> _Tasks to complete_:
a: According to the colorectal cancer screening abstract, what was the overall interval colorectal cancer incidence within 2 years?
b: From the colorectal cancer screening abstract, reproduce word for word the stretch from "Patients and methods This" through "hazard regression models.".

(Excerpt provided)

Background and study aims Of the participants in the Danish screening program, 89.9 % to 92.5 % have fecal immunochemical test (FIT) values < 10 μg/g feces (equivalent to 50 ng hemoglobin/mL buffer). This study aimed to investigate the risk of interval colorectal cancer (CRC) in this group before the next biennial screening round.

Patients and methods This cohort study included all citizens from the region of Southern Denmark who participated in the Danish bowel screening program from 2014 trough 2016 and had a FIT value < 10 μg/g feces. Individuals receiving a CRC diagnosis were identified through the national CRC registry, with a follow up of 2 years corresponding to the current screening interval. We also examined the 3-year CRC incidence. Hazard ratios (HRs) were estimated using univariate and multivariate Cox proportional hazard regression models.

Results Data from 185,654 citizens presenting with a FIT value < 10 μg/g feces were eligible for analysis. Overall, interval CRC incidence was 0.07 % within 2 years with HRs of 4.16 (95 % confidence interval [CI] 2.67;6.48) and 5.8 (95 % CI 3.34;10.05) for FIT values of 4 to 6.9 μg/g feces and 7 to 9.9 μg/g feces, respectively, compared to those having a FIT value below the limit of quantification of 4 μg/g feces. After 3 years, the overall CRC incidence increased to 0.14 %; however, this was not significant.

Conclusions This study demonstrates a positive correlation between FIT value and risk of interval cancer even for very low values. It further suggests that an increase in the screening interval could be reasonable in the low FIT categories.

(End Excerpt provided)
(Dataset content)

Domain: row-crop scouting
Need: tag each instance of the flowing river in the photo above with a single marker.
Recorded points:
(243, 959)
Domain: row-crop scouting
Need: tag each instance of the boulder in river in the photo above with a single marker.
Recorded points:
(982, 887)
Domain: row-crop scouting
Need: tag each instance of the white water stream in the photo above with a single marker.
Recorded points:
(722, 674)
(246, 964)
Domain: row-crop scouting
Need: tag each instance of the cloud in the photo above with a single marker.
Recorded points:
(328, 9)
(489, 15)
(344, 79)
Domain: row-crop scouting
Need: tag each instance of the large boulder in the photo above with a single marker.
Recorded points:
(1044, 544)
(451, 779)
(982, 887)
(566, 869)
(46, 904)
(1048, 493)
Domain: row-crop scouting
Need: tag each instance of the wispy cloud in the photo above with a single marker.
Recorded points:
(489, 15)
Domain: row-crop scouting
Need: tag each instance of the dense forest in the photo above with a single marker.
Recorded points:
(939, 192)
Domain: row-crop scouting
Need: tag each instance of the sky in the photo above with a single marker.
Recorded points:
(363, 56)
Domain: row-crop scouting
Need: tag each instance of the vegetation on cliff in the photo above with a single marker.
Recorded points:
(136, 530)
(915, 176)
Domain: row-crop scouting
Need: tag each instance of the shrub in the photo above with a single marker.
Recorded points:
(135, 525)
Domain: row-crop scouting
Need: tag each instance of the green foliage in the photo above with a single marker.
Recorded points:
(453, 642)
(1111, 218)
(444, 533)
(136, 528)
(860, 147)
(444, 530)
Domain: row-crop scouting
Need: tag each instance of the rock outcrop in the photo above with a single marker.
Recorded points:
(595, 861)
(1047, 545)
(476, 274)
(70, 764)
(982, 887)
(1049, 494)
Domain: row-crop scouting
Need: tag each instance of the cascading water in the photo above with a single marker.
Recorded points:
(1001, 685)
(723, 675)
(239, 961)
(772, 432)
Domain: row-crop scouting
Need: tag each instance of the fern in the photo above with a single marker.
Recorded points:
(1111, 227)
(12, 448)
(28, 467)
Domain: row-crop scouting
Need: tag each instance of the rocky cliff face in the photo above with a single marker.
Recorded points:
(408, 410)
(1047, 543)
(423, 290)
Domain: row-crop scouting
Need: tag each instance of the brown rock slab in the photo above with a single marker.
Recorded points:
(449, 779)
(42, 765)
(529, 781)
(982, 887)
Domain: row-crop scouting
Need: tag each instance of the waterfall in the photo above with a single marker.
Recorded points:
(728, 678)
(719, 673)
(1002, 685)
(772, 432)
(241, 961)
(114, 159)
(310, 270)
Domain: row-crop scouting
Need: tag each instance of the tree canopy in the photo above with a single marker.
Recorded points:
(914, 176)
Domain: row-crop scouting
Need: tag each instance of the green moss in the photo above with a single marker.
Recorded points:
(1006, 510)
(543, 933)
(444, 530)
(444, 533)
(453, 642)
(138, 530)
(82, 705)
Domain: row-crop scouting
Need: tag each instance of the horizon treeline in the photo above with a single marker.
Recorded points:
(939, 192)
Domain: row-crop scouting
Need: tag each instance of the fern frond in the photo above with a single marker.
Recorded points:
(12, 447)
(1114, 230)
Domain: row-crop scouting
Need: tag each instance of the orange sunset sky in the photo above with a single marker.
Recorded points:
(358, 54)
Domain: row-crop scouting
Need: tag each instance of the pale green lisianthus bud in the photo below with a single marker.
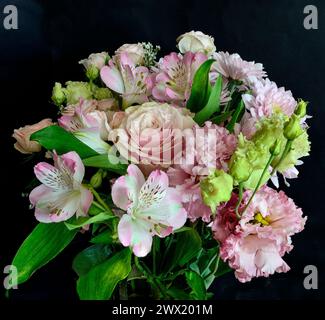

(End Dataset content)

> _Task results_:
a: 0.07 %

b:
Patients and methods This cohort study included all citizens from the region of Southern Denmark who participated in the Danish bowel screening program from 2014 trough 2016 and had a FIT value < 10 μg/g feces. Individuals receiving a CRC diagnosis were identified through the national CRC registry, with a follow up of 2 years corresponding to the current screening interval. We also examined the 3-year CRC incidence. Hazard ratios (HRs) were estimated using univariate and multivariate Cox proportional hazard regression models.